§ **Stored records**
***
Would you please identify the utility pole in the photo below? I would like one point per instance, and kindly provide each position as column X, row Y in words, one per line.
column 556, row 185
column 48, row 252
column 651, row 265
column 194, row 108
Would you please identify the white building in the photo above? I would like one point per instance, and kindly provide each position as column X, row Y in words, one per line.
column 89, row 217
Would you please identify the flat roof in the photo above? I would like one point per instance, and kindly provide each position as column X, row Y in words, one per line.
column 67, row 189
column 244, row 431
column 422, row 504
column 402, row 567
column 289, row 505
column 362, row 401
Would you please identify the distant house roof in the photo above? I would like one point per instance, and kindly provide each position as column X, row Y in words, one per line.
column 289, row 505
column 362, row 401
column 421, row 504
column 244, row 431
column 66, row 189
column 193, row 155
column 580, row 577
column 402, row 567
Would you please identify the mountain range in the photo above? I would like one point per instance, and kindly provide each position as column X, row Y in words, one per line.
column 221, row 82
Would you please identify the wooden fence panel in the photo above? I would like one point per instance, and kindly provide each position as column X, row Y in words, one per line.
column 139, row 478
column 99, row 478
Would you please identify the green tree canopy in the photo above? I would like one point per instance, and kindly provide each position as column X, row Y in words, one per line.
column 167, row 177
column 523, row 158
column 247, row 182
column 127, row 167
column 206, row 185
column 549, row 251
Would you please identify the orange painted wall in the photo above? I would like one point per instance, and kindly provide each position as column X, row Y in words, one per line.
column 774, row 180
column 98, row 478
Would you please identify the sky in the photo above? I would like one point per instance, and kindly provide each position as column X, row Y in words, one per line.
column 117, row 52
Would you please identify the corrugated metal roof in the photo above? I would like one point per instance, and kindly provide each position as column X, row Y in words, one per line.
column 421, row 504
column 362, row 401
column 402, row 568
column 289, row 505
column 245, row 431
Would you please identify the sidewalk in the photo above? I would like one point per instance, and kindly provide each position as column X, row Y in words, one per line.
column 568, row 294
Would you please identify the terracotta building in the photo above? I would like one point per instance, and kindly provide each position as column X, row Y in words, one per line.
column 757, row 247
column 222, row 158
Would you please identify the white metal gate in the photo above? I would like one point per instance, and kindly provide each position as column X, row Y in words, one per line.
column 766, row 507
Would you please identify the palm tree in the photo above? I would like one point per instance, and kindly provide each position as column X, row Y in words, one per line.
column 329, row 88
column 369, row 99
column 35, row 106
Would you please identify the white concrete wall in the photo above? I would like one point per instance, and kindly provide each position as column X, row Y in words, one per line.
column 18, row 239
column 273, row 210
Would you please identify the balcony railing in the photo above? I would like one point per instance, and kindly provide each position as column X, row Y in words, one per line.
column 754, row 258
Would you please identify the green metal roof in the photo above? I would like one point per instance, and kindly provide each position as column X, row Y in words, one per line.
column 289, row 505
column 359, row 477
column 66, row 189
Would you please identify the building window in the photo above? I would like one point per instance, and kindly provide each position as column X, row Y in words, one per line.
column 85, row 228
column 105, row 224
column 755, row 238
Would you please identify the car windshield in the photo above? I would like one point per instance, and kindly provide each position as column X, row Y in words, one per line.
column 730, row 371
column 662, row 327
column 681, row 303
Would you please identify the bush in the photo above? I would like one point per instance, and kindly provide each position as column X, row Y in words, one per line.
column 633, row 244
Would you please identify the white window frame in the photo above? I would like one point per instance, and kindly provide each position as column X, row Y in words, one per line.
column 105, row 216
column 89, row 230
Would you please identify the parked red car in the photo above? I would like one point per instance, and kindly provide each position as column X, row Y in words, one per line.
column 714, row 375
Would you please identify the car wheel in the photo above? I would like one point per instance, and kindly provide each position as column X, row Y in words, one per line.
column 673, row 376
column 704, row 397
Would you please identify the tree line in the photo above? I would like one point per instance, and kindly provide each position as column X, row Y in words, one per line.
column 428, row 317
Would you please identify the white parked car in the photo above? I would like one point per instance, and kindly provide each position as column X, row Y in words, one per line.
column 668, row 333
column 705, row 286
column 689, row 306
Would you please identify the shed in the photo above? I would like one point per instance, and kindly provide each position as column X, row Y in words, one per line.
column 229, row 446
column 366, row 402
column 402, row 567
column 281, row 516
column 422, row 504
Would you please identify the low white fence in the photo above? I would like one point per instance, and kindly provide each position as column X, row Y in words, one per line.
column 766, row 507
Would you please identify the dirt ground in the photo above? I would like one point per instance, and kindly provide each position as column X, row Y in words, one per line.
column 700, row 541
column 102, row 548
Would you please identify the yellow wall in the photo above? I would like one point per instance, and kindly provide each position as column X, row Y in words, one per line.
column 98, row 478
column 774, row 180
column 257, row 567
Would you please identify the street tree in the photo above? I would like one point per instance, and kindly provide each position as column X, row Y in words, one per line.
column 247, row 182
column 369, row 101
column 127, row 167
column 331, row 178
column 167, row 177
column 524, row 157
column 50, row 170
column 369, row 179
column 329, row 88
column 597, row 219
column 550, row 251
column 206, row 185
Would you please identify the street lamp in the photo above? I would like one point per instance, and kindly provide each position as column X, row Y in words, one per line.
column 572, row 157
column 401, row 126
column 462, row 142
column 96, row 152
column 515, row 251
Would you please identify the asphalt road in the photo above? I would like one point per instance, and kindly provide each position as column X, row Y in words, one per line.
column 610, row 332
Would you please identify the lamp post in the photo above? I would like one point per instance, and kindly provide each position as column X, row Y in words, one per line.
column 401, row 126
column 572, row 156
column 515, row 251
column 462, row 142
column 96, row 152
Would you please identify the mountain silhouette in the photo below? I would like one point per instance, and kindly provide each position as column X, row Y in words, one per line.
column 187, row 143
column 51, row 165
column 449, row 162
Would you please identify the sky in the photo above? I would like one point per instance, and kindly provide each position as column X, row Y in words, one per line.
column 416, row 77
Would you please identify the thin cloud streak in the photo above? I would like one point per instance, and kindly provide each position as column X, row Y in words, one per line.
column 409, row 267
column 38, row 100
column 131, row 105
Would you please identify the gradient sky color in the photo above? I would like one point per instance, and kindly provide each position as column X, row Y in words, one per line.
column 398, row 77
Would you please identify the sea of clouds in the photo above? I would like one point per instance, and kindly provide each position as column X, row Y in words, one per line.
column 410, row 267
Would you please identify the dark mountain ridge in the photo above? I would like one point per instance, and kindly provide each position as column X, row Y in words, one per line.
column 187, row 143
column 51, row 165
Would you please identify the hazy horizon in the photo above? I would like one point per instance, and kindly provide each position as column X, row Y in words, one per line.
***
§ **What to produce**
Retype all of the data exactly, so that nothing differs from what is given.

§ **Solution to the exercise**
Would you please identify the utility pole in the photo below? I would like one point per instance, and kindly provide each position as column X, row Y in words, one per line.
column 556, row 185
column 48, row 252
column 651, row 265
column 194, row 108
Would you please identify the white building in the photo above? I would like one point per instance, and kindly provide each position as column X, row Y in words, one per line.
column 89, row 217
Would you please identify the flat roof in the photo above? I would like one point per instance, and kindly provide each position as column X, row Y in words, one per line.
column 67, row 189
column 244, row 431
column 422, row 504
column 402, row 567
column 289, row 505
column 362, row 401
Would you please identify the distant house roof in the photo above? I would like one point per instance, and kindly provide each position as column X, row Y in words, one per line.
column 289, row 505
column 362, row 401
column 421, row 504
column 244, row 431
column 66, row 189
column 193, row 155
column 580, row 577
column 402, row 567
Would you please identify the mountain range in the photo above? I would like one point per instance, and kindly provide each position as column X, row Y in words, one per line.
column 221, row 82
Would you please identify the wooden fence panel in the photo above? I would like one point per instance, and kindly provide each position as column X, row Y in words, one per line.
column 139, row 478
column 99, row 478
Would you please identify the green tree canopy in the photo above? I would like one point per instance, and kindly provide each position as column X, row Y in words, one per line.
column 167, row 177
column 523, row 158
column 247, row 182
column 127, row 167
column 206, row 185
column 549, row 251
Would you please identify the orange painted wall in the photo above? I would like one point per instance, and kindly provide each position as column X, row Y in words, one per line.
column 774, row 180
column 98, row 478
Would you please identify the sky in the photo above? I would like one point per instance, and kindly provide each position as column X, row Y in words, one per line.
column 117, row 52
Would you please identify the corrugated metal roof in the photo above? I would like one point per instance, and kindly provide each position as column X, row Y in words, one per line.
column 421, row 504
column 362, row 401
column 402, row 568
column 289, row 505
column 245, row 431
Would you please identify the sidewalk in the photo above? I would like one point per instance, and kindly provide each position as column X, row Y in words, one per line.
column 568, row 294
Would you please identify the terracotta building in the photo above? I would like one point per instance, and kindly provide each position as column X, row Y in words, one per line.
column 757, row 247
column 222, row 158
Would you please identify the white metal gate in the photo above? I would like one point per instance, and kindly provide each position as column X, row Y in words, one per line.
column 766, row 507
Would you please identify the palm tree in the photo above? I would like one point per instance, and kindly provide each position as column X, row Y in words, one per line.
column 329, row 88
column 369, row 99
column 35, row 106
Would you please identify the white concrete wall in the photo above? I would like one point per instance, and kindly provide each position as column X, row Y in words, one per line.
column 18, row 239
column 273, row 210
Would you please identify the balcony railing in the photo above? I would like one point per instance, and kindly provide each position as column X, row Y in words, one per line.
column 754, row 258
Would you please identify the green metal roof in the photo above? I would like one point per instance, and kindly provide each position as column X, row Y in words, one per line.
column 289, row 505
column 359, row 477
column 66, row 189
Would you please identify the building window in the photo above? I would like one point per instance, and kindly provide each position as column X, row Y in words, one per line.
column 85, row 228
column 105, row 224
column 755, row 238
Would you please identify the car windshield in the photo above? I would like one point per instance, and kindly provide each position as column X, row Y in words, one per line.
column 730, row 371
column 662, row 327
column 681, row 303
Would you please identify the bush in the photo above? I would like one point per instance, and kindly provide each position as column X, row Y in words, one per line.
column 633, row 244
Would you please identify the white window frame in the photo above? I would like one point per instance, and kindly provide each position as column X, row Y in words, one per line.
column 105, row 216
column 89, row 230
Would you please identify the parked red car in the photo above? I would like one point per instance, and kindly provide each position as column X, row Y in words, one per line.
column 714, row 375
Would you please identify the car wheel in the photo above? I would like one point per instance, and kindly provide each position as column X, row Y in words, one per line.
column 673, row 376
column 704, row 397
Would you please identify the tree line in the photo above? I would like one point per instance, and kindly provide each position as column X, row Y in words, one per line.
column 428, row 317
Would you please identify the white parked car in the photo above? I would like one point per instance, and kindly provide each position as column X, row Y in words, one per line.
column 668, row 333
column 705, row 286
column 689, row 306
Would you please identify the shed in the photo above? I would like one point per instance, and kindly provide each position as column X, row Y in words, one per line.
column 229, row 446
column 366, row 402
column 402, row 567
column 281, row 516
column 422, row 504
Would you please identify the low white fence in the photo above? I would like one point per instance, and kindly provide each position as column X, row Y in words, one per line.
column 766, row 507
Would you please identify the dirt ground in the photo above? I would like one point per instance, and kindly provide each position as column X, row Y in words, one per line.
column 700, row 541
column 102, row 548
Would you please identify the yellow wall in the photo above? I would like one point per instance, and kindly provide each position as column X, row Y in words, one per line.
column 98, row 478
column 774, row 180
column 257, row 567
Would you please identify the street tree in the photo above? I would like one point per instance, and kindly provide each position as column X, row Y in words, one per line.
column 247, row 182
column 369, row 101
column 127, row 167
column 331, row 178
column 167, row 177
column 524, row 157
column 50, row 170
column 369, row 179
column 329, row 88
column 597, row 219
column 550, row 251
column 206, row 185
Would you please identify the street lamp in the photo above? I would like one point per instance, and kindly provide each position as column X, row Y in words, one per line.
column 572, row 157
column 401, row 126
column 462, row 142
column 96, row 152
column 515, row 251
Would you please identify the asphalt road in the photo above? I would like one point per instance, and kindly provide each position as column X, row Y in words, one per line.
column 610, row 332
Would you please identify the lamp post in the photo above? I would like one point per instance, and kindly provide each position as column X, row Y in words, one per line.
column 401, row 126
column 572, row 156
column 515, row 251
column 462, row 142
column 96, row 152
Would you please identify the mountain silhouette in the photo below? I would like one point per instance, and kindly provide each position as column X, row Y in words, one per line.
column 187, row 143
column 51, row 165
column 449, row 162
Would you please identify the sky in the photo above? I would like one point per instance, and kindly provide each position as column X, row Y in words, one per line.
column 416, row 77
Would you please identify the thin cloud streak in the photo above? I would like one point per instance, and kindly provide each position as column X, row Y in words, one per line.
column 409, row 267
column 38, row 100
column 131, row 105
Would you please identify the gradient sky color in the photo above? I would like one point per instance, and kindly provide each position as column X, row Y in words, one per line.
column 398, row 77
Would you please identify the sea of clouds in the photo above? I would like one point per instance, and kindly provide each position as column X, row Y in words, one per line.
column 410, row 267
Would you please identify the dark mountain ridge in the photo above? I would like one point per instance, and kindly provide each position as column X, row Y in words, one per line.
column 187, row 143
column 51, row 165
Would you please identify the hazy horizon in the photo above? I would like one point per instance, and kindly provide each position as column X, row Y in words, one per line.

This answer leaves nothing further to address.